## GIVEN INSTRUCTION
Pick out every line below that contains the string "surface", and copy each one. Matches must agree in case.

Entries for labeling object positions:
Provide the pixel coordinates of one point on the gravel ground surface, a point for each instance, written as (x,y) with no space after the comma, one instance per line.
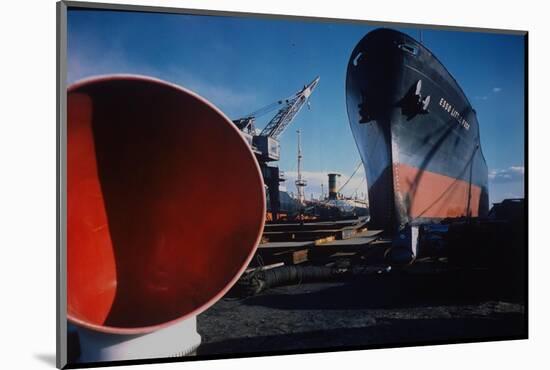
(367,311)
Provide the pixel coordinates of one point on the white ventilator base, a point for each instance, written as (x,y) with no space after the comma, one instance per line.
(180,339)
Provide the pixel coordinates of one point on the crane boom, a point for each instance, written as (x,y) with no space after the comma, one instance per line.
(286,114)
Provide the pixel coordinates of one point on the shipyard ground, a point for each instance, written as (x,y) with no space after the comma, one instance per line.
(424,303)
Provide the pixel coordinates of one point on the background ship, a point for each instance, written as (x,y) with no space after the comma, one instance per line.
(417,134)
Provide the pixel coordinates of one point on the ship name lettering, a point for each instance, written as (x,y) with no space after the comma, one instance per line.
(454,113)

---

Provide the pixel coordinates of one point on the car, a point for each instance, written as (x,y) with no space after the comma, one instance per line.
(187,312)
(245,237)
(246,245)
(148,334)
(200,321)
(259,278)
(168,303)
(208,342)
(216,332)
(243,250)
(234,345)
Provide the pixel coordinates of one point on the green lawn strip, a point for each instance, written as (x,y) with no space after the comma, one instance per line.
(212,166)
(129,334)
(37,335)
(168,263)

## ANSWER FOR THE TASK
Provide the pixel coordinates of one point on the gravel ground surface, a point for each instance, written as (x,y) with no space after the comma, one instance per line.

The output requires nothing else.